Every entry, from the first to the last, should be written out exactly.

Records from a dataset:
######

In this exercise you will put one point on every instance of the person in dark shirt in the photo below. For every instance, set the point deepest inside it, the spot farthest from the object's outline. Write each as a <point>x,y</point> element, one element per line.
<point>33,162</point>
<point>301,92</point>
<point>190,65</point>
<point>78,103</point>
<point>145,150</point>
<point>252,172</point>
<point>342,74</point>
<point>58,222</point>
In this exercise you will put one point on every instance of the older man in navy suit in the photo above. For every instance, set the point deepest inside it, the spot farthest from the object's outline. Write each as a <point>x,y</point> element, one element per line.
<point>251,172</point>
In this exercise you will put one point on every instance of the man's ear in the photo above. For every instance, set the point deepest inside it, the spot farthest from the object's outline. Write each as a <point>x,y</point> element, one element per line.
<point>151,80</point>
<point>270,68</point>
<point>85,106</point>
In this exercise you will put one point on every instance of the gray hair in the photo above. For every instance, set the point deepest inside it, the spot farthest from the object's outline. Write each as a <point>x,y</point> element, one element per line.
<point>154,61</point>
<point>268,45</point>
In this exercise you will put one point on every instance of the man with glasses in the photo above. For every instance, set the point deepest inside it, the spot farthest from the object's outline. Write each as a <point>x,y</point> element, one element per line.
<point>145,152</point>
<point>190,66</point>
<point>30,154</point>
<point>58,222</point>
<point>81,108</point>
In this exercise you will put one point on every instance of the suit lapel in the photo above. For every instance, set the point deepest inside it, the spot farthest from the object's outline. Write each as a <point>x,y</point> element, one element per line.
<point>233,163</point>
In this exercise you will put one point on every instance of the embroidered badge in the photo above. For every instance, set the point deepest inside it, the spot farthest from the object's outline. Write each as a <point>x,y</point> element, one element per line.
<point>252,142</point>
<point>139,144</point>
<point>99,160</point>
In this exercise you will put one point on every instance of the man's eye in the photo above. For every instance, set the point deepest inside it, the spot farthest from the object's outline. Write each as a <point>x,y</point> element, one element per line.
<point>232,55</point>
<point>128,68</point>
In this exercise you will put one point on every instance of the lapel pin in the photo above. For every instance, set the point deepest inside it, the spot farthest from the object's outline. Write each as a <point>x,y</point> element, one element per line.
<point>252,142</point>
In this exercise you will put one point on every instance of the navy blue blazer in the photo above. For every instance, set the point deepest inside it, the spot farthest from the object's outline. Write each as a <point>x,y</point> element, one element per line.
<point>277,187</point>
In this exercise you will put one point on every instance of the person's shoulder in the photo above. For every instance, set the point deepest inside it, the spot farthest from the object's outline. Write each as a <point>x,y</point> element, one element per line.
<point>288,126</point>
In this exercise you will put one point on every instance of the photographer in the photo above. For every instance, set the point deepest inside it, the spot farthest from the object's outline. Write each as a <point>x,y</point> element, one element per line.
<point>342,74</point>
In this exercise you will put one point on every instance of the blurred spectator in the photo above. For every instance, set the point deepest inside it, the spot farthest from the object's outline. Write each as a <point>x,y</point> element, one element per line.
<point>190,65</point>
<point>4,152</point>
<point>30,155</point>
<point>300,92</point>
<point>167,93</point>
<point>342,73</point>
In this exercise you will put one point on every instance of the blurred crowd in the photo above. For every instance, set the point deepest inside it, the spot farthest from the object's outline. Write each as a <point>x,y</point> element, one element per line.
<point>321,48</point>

######

[Answer to this exercise]
In this exercise you will put one point on every instance of the person in dark shirt in the photo below. For every instance, set the point deepest inside it, the spot farthest from the object's outline. Write each as a <point>x,y</point> element, one element per line.
<point>33,162</point>
<point>301,92</point>
<point>190,65</point>
<point>78,103</point>
<point>145,150</point>
<point>252,172</point>
<point>342,74</point>
<point>58,222</point>
In this exercise you will put one point on every instance of the older man in navy suit in the photo above. For every instance, set the point deepest inside it, the spot farthest from the object's outline. Write each as a <point>x,y</point> element, one element per line.
<point>251,172</point>
In this exercise you will put one point on every instance of the man's ear in the photo above. For every instance, set the point deepest inside it, the spot farthest from the object's outline. Write each as a <point>x,y</point> element, one element per line.
<point>151,80</point>
<point>270,68</point>
<point>85,106</point>
In this exercise you will put one point on every instance of the gray hair in the photo above. For every instance, set the point deepest inside it, the spot farthest from the object's outline. Write each as a <point>x,y</point> element, one element per line.
<point>154,61</point>
<point>268,45</point>
In this exercise you will put one point on every instance of the man with glasses in the photo above. For every instance, set the point deepest inside it, the spot farthest from the object's outline. Write each as a <point>x,y</point> element, one element per line.
<point>145,152</point>
<point>190,66</point>
<point>30,154</point>
<point>58,222</point>
<point>81,108</point>
In this exercise you will put one point on every instance of the suit lapel in the photo above. For every instance, set the point deepest inside it, the spot farthest from the object's outline. Write each as a <point>x,y</point> element, one element per line.
<point>233,163</point>
In this exercise you will put one point on every instance of the embroidered badge in the photo above. For every instance, set the point deepest inside it, the spot farthest from the object's outline. Write each as a <point>x,y</point> element, one element per line.
<point>252,142</point>
<point>139,144</point>
<point>99,160</point>
In this exercise you will put one point on every instance of the man's eye in the photo above. For every instance, set the point deepest inside it, the spot farthest from the object's outline. Write each as a <point>x,y</point> element, one element per line.
<point>232,55</point>
<point>128,68</point>
In this exercise you will put one point on every instance of the lapel pin in the photo above. For every instance, set the point deepest inside it, the spot farthest from the object's outline. Write each as a <point>x,y</point> element, one element per line.
<point>252,142</point>
In this exercise you will put one point on every instance of the navy blue blazer in the photo above. For every instance, set the point deepest inside it, the spot farthest from the object's outline. Write each as a <point>x,y</point> element, one element per line.
<point>277,187</point>
In this exercise you will put one point on every instance of the person's shoulder in the photo above. For every instance, set the point deepest inside it, the spot farthest from the object's outline. Write each as a <point>x,y</point> element, one element per line.
<point>288,126</point>
In this exercise you will put one point on every instance of the photographer in the photo above. For every instance, set the point deepest inside it, the spot farthest from the object's outline. Write each as a <point>x,y</point> element, one element per line.
<point>342,74</point>
In this exercise you will put one point on every instance of the blurred spectator in the photo above. For every instance, set the point deepest inside it, the spot farthest from the object's outline. Write each as a <point>x,y</point> element, one element per line.
<point>190,65</point>
<point>4,152</point>
<point>30,155</point>
<point>300,92</point>
<point>167,93</point>
<point>342,73</point>
In this exercise you will put one point on every instance of the blurred crowd in the photo above. For every instance, set the point deepest inside it, the spot farthest from the object's outline. Write each as a <point>x,y</point> element, one element per line.
<point>321,48</point>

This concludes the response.